* **Problem description**: Every line from the one with "Would you be so kind as to locate the red trousers" to the end of the data needs to be copied exactly, and no line before it.

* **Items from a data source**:

[Begin]

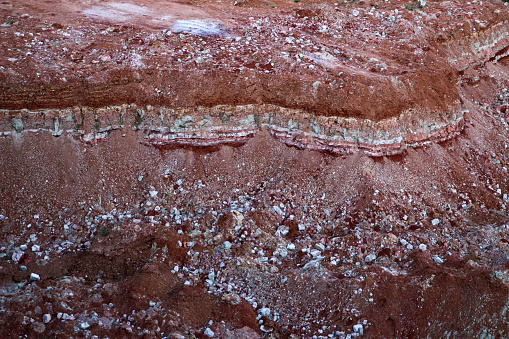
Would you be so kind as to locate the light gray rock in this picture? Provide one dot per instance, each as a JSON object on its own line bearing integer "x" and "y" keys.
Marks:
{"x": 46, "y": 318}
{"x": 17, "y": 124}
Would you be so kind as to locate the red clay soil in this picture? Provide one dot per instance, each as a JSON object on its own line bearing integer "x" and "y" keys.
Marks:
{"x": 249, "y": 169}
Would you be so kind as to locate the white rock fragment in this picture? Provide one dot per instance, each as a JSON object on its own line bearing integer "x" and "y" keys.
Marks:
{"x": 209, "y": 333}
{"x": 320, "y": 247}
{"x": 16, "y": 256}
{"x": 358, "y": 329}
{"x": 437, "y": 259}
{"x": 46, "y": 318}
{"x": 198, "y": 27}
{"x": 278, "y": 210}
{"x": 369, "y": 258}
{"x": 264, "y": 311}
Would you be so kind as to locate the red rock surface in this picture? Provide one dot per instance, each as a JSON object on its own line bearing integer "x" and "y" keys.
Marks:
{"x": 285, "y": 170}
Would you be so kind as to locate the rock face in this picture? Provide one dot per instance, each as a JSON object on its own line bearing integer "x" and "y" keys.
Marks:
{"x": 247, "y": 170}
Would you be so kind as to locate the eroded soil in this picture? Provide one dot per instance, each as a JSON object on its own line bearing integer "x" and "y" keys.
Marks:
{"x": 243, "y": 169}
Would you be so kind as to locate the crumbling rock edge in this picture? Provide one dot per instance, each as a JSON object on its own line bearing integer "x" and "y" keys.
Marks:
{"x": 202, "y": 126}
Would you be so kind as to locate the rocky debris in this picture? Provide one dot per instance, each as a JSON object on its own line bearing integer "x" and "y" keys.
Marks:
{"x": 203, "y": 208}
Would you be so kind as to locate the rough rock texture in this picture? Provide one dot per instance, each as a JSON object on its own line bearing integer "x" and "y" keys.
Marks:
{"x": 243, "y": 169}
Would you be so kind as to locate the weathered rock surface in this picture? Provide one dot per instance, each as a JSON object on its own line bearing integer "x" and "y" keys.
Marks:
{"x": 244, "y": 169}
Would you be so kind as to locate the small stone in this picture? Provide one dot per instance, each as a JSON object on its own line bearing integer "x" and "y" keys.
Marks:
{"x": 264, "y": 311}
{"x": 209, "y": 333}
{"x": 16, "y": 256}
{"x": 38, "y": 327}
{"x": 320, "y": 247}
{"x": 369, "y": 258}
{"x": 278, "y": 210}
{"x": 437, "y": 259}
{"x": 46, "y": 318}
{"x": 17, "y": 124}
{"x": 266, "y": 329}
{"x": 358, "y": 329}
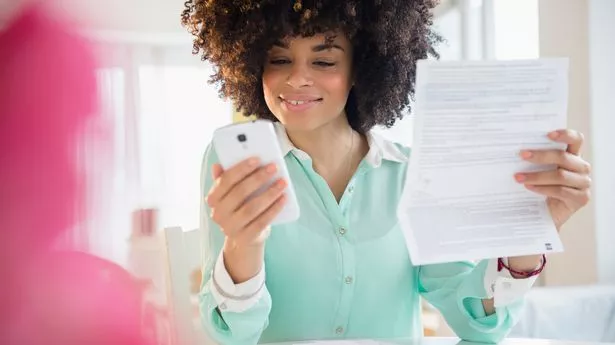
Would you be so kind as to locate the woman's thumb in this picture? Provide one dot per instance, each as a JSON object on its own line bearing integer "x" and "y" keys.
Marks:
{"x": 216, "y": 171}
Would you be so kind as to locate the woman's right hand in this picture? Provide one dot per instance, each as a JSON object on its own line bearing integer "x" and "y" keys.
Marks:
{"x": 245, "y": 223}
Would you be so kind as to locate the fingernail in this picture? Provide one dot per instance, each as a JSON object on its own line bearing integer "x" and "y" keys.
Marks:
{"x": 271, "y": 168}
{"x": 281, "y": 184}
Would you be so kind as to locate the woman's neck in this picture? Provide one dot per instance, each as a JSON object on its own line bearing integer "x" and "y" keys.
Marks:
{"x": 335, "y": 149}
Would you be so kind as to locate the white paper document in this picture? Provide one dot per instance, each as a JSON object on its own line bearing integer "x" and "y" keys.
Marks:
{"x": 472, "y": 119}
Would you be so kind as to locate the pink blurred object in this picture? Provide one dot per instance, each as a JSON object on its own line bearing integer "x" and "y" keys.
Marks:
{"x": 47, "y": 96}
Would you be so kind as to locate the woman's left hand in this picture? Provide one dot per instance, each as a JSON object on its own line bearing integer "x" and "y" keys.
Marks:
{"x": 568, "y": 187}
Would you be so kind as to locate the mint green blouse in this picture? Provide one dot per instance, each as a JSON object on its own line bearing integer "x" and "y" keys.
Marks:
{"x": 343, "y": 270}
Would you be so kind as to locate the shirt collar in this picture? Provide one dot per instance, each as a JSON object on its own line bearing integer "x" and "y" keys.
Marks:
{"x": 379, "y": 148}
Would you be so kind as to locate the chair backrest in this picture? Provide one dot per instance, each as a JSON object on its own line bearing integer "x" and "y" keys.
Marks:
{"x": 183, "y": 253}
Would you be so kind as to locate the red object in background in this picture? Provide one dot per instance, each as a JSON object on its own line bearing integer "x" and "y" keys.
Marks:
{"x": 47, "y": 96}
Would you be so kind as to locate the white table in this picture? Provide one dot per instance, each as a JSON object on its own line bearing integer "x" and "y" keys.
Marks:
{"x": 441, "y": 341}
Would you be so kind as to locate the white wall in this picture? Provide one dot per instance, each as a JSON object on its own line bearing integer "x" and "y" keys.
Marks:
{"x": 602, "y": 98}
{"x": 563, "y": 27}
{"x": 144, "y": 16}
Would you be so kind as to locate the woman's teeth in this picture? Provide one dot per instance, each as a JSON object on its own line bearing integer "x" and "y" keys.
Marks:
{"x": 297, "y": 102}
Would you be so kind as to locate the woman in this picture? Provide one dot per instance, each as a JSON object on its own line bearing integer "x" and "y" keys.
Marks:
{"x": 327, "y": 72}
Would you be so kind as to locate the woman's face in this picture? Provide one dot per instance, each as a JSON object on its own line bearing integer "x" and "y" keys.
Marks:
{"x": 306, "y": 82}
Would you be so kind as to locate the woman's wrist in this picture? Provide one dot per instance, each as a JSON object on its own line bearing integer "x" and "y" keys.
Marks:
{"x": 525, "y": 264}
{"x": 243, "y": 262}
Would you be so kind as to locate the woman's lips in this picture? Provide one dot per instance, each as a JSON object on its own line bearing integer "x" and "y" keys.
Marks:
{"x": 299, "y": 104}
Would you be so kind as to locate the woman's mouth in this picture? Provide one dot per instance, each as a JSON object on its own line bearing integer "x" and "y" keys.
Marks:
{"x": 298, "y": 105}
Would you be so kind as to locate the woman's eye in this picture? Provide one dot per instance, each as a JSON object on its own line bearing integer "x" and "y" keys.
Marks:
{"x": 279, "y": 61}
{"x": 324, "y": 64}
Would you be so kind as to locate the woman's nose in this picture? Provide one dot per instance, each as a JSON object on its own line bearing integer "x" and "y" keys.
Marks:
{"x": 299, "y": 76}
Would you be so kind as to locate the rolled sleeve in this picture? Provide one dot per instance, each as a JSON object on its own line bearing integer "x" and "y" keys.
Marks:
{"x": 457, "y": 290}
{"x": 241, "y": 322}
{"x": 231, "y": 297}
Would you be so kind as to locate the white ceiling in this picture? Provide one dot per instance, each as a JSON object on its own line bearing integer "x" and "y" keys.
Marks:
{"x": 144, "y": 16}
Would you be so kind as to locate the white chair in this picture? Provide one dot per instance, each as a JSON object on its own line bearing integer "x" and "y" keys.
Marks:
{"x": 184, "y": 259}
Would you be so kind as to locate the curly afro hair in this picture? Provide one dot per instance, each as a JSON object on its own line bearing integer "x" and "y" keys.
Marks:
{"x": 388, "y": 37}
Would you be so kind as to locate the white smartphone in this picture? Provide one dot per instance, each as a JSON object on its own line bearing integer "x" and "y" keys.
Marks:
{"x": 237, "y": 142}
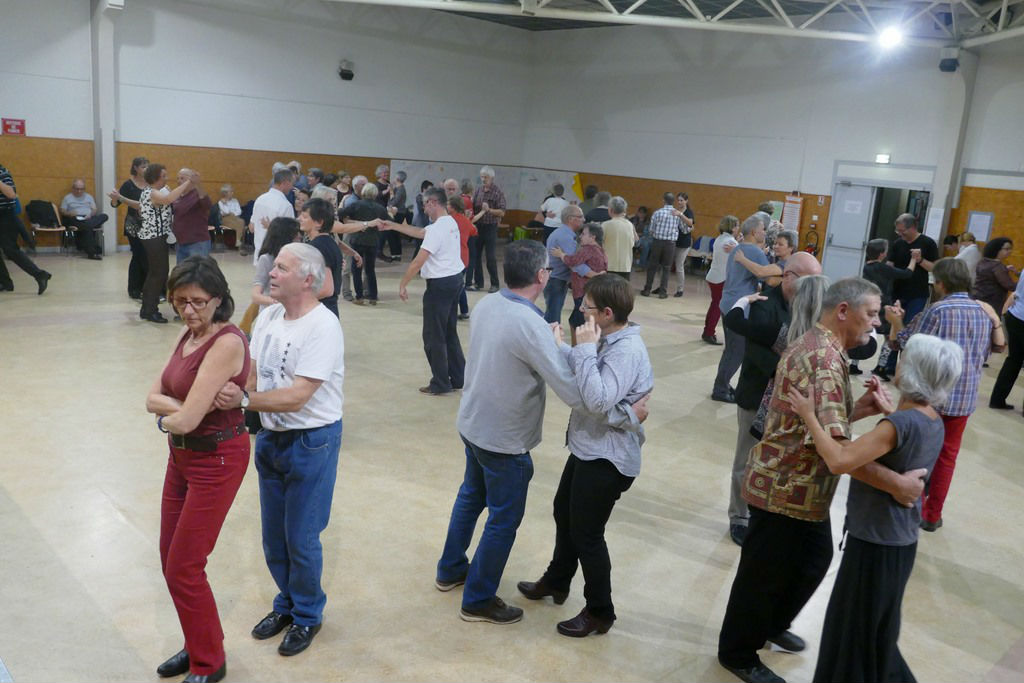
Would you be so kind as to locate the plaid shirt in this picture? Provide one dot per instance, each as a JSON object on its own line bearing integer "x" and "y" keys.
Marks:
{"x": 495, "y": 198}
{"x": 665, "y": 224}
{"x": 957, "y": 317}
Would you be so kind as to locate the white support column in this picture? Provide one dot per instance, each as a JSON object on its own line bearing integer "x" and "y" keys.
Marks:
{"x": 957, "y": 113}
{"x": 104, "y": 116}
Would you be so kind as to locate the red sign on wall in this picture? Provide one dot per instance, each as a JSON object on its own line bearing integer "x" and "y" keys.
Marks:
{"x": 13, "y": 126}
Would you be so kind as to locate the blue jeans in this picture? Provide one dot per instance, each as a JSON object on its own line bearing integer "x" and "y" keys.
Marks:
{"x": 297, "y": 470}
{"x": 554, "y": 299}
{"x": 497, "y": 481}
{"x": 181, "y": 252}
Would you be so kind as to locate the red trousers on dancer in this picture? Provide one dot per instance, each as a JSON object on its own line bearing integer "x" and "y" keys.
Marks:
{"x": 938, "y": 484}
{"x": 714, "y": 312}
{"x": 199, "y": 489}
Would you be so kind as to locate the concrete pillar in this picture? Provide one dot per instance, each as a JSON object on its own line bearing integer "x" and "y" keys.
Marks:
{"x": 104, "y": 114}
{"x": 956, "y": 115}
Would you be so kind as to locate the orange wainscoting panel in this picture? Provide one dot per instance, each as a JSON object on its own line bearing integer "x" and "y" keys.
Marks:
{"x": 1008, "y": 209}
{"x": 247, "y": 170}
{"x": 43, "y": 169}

[End]

* **Solution for this task**:
Would you be so kind as to locate the red trousers on dancer in this picture? Provide one dot per instance, each as a JSON object on its own line bearing integer "x" and "y" keys.
Marks:
{"x": 938, "y": 484}
{"x": 714, "y": 312}
{"x": 199, "y": 489}
Would you be so kind as to locate the concrete pillar in this picture? Provide one dot per instance, each as a JSON object on its own line bearing integer "x" and "y" keys.
Marks:
{"x": 104, "y": 114}
{"x": 956, "y": 115}
Would you be so kind as to locate the orange wainscoting panel in this picture? Provide one dot per instance, each as a JSON object on its own line bearing integer "x" and "y" keys.
Marks:
{"x": 1008, "y": 209}
{"x": 247, "y": 170}
{"x": 43, "y": 169}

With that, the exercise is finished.